* Task list:
a. Reproduce the passage of the article on the Ninth Circuit sanctuary funding ruling that runs from "Judge Richard R." up to and including "Fiscal Year 2017.".
b. Pick up the article on the Ninth Circuit sanctuary funding ruling at its final sentence and carry the report forward from there.

Ninth Circuit Says California’s Sanctuary Cities and Counties Can’t Be Denied Criminal Justice Grants Based on Refusals to Give Immigration Officials Access to Inmates, Information on Their Release

 

By a MetNews Staff Writer

 

The U.S. Justice Department may not withhold or claw back criminal justice funding from cities and counties in California with “sanctuary” policies under which cooperation with immigration authorities is kept to a minimum, the Ninth U.S. Circuit Court of Appeals held yesterday, mirroring last year’s decision in favor of the City of Los Angeles.

Judge Richard R. Clifton wrote the opinion for a three-judge panel. It affirms a decision won by the City and County of San Francisco that it cannot be deprived by the federal Department of Justice (“DOJ”) of Edward Byrne Memorial Justice Assistance Grant program funds based on its refusal to abide by conditions the DOJ imposed on local governmental entities in Fiscal Year 2017.

Under the “Access and Notice Conditions,” access must be accorded immigration authorities to incarcerated persons who are possibly unlawfully present in the United States, and at least 48-hour notice must be given when such persons are about to be released. The City and County of San Francisco has declined to cooperate to that extent, as have the City and County of Los Angeles.

* Recorded data:
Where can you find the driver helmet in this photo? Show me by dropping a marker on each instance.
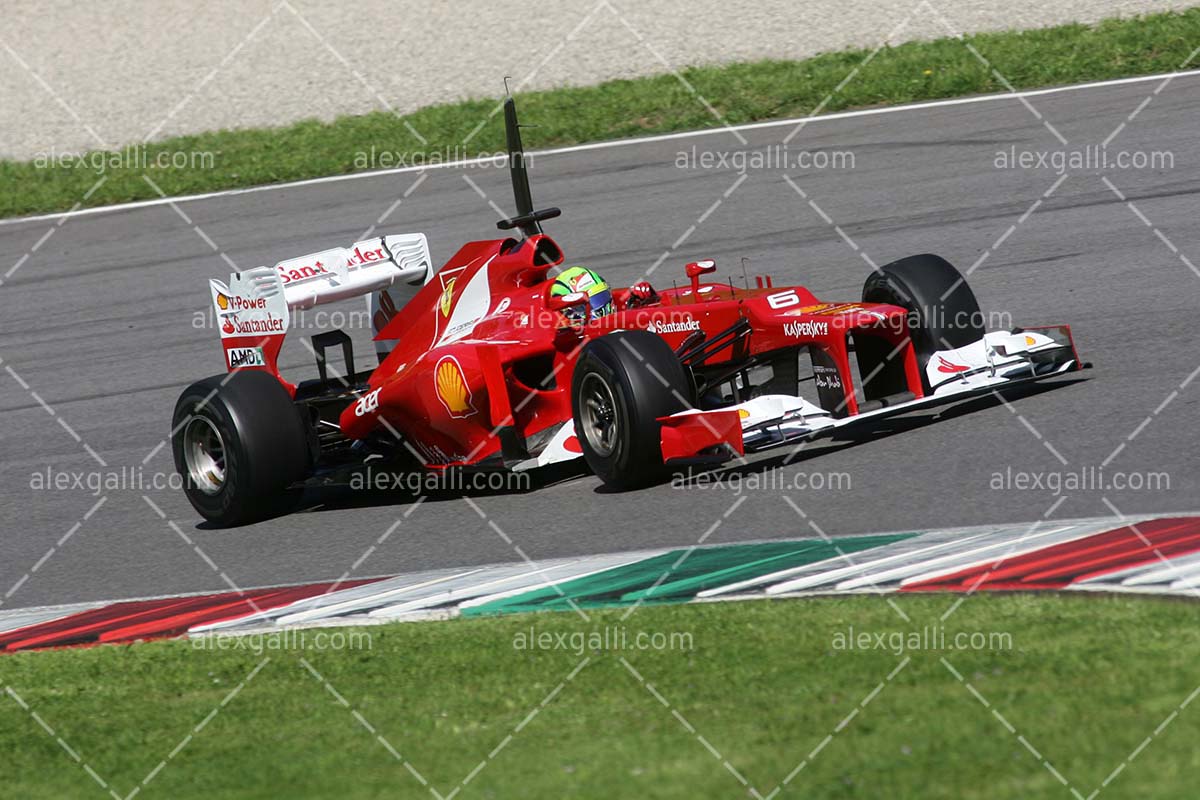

* Responses to the tasks:
a.
Judge Richard R. Clifton wrote the opinion for a three-judge panel. It affirms a decision won by the City and County of San Francisco that it cannot be deprived by the federal Department of Justice (“DOJ”) of Edward Byrne Memorial Justice Assistance Grant program funds based on its refusal to abide by conditions the DOJ imposed on local governmental entities in Fiscal Year 2017.

b.
Sharing Information

A third proviso—the “Certification Condition”—is that governmental entities certify that they adhere to federal laws, which include, under 8 U.S.C. §1373, sharing information about individuals’ “citizenship or immigration status” with the state and with the federal Department of Homeland Security. That condition, Clifton said, is met by California’s sanctuary cities and counties.

The opinion affirms a summary judgment, granted on April 25, 2016 by District Court Judge William Horsley Orrick of the Northern District of California, providing for declaratory relief and an injunction, except to the extent that the injunction applies nationwide. Its application was restricted to California.

The Ninth Circuit’s opinion came the same day that the Second Circuit denied a rehearing en banc in a case in which a three-judge panel held that the Justice Department’s conditions are lawful.

The First, Third, Seventh and Ninth Circuits have found to the contrary, with the Ninth Circuit on Oct. 31, 2019, affirming a preliminary injunction against enforcement of the in City of Los Angeles v. Barr.

Clifton’s Opinion

In yesterday’s opinion, Clifton said:

“Recent precedential decisions by this court have done the heavy lifting with regard to the merits of the relief granted by the district court. We held that DOJ lacked statutory authority to impose the Access and Notice Conditions on Byrne funds in reviewing a preliminary injunction obtained by the City of Los Angeles….Consistent with our discussion in City of Los Angeles, we affirm the injunction barring DOJ from using the Access and Notice Conditions as Byrne funding requirements for any California state entity or political subdivision.”

In City of Los Angeles, Judge Sandra S. Ikuta wrote for the panel in declaring:

“Because none of DOJ’s proffered bases for statutory authority gives the Attorney General or the Assistant AG the power to impose the notice and access conditions, the conditions are ultra vires.”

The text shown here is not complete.